++++ SOURCE DATA ++++

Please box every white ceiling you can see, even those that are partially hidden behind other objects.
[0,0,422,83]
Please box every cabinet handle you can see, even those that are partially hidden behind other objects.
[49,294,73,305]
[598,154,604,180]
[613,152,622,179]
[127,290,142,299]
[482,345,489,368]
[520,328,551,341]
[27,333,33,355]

++++

• SET PROBLEM
Reproduce each of the items above verbatim, line for line.

• SOLVED EXERCISE
Please box every white ceiling you can see, even those that are partially hidden behind other objects.
[0,0,422,83]
Please box every cabinet handle you can see, even those that are partially hidden behind other objects.
[49,294,73,305]
[598,154,604,180]
[613,152,622,179]
[127,290,142,299]
[482,345,489,368]
[520,328,551,341]
[27,333,33,355]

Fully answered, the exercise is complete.